Eiser heeft aangevoerd dat verweerder gehouden is om de geleden en nog te lijden schade te vergoeden, onder aftrek van de inkomsten uit het militair invaliditeitspensioen. In het besluit van 26 maart 1985 wordt aan de toekenning een voorwaardelijk karakter gegeven, te weten dat alleen tot vergoeding zal worden overgegaan als de schade het bedrag aan toe te kennen pensioen overschrijdt. Op geen enkele wijze wordt aangegeven hoe te handelen indien het pensioen wel wordt toegekend. Het is in dat geval geen automatisme dat overige schade moet worden geacht te ontbreken. Eiser legt het zo uit dat de voorwaardelijkheid per jaar dient te worden beschouwd en dat, indien de schade meer is dan de inkomsten uit het pensioen, per jaar het verschil moet worden uitgekeerd. Dit volgt, volgens eiser, uit het begrip ‘te zijner tijd’. Dit is een gebruikelijke verrekenmethode binnen het letselschaderecht. Het voorwaardelijk karakter van de erkenning van de aansprakelijkheid is nimmer aan verjaring onderhevig. Bij het per jaar niet aanwenden daarvan, is hooguit de aanspraak voor dat jaar verloren. Die van toekomstige jaren blijft bestaan.
Subsidiair stelt eiser dat met het Changoe-arrest van de Hoge Raad (NJ 1992, 687) de bestuursrechtelijke weg gevolgd dient te worden en dat derhalve een besluit genomen had moeten worden. Dit besluit is eerst met het primaire besluit van 4 november 2011 genomen. Ten onrechte is gesproken over verjaring, er diende door verweerder te worden beslist over de (hoogte van de) schadevergoeding. Dat is nog altijd niet gebeurd. Verweerder stelt in het primaire besluit dat in 1986 een militair invaliditeitspensioen is toegekend en dus is beslist (en kennelijk het voorwaardelijke karakter aan het besluit van 26 maart 1985 is komen te vervallen). Verweerder had echter een expliciet en definitief besluit moeten nemen. Bovendien had verweerder moeten uitzoeken of de schade meer dan wel minder dan het pensioen bedroeg. Onder deze omstandigheden kan de verjaring niet worden ingeroepen. In het bijzonder is dit het geval indien op grond van artikel V4 van de Algemene militaire pensioenwet (Ampw, oud) het pensioen verrekend wordt met de uitkering.

* [RUWE GEGEVENS]

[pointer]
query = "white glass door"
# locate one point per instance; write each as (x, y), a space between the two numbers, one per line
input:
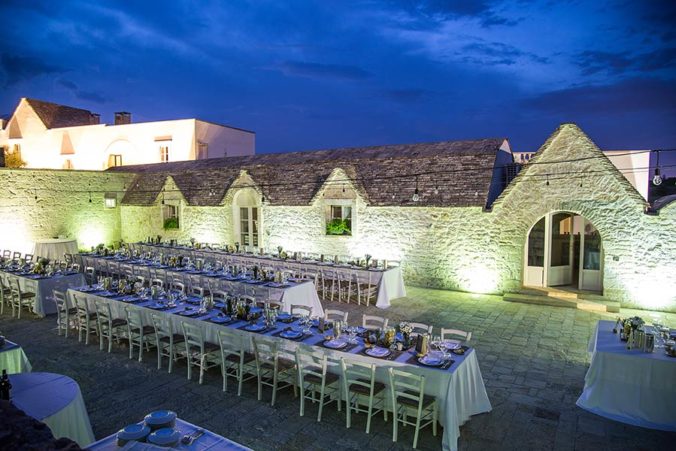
(535, 255)
(591, 259)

* [JOUW OPDRACHTEN]
1. Op welke datum is volgens de tekst over het militair invaliditeitspensioen het primaire besluit genomen?
2. Zet de tekst over het militair invaliditeitspensioen voort vanaf de laatste zin.
De regels hebben niets met de tekst te maken.

* [ANTWOORDEN OPDRACHTEN]
1. Op 4 november 2011.

2.
Meer subsidiair beroept eiser zich op toepassing van artikel 6:2, tweede lid, van het BW in combinatie met (de werking van) artikel 6:248, tweede lid, van het BW inhoudende dat de genoemde omstandigheden, in dit geval het beslissen dan wel berichten omtrent de beslissing in relatie tot de overige aspecten, met zich brengen dat een beroep op verjaring op grond van redelijkheid en billijkheid onaanvaardbaar is.
Uiterst subsidiair merkt eiser op dat de absolute verjaringstermijn niet onder alle omstandigheden kan worden ingeroepen. Eiser verwijst naar artikel 3:310, tweede lid, van het BW. In het arrest van 28 april 2000 (NJ 2000, 430) heeft de Hoge Raad een beroep op verjaring terzijde geschoven. Verweerder doet dit zelf ook met asbestzaken, PX-10-zaken en PTSS-zaken. Voorts wordt verwezen naar de uitspraak van de Centrale Raad van Beroep (CRvB) van 10 augustus 2008, LJN: AY6556, waarin in r.o. 1.3 wordt aangegeven dat afgezien wordt van de absolute verjaringstermijn. Ook in de bij de Ombudsman in juni 2010 tussen verweerder en de militaire vakbonden overeengekomen uitgangspunten voor de Ereschuldregeling wordt expliciet van elke vorm van verjaring afgezien. De absolute verjaring die al niet tegen PTSS-geïnvalideerden kon worden ingeroepen, kon ook niet tegen anderszins geïnvalideerden worden ingeroepen. Ook in individuele gevallen werd de absolute verjaringstermijn uit coulance terzijde geschoven. Geconcludeerd kan worden dat verweerder te pas en te onpas afstand doet van een beroep op de (absolute) verjaring. Dit betekent dat gehandeld wordt in strijd met het verbod van willekeur.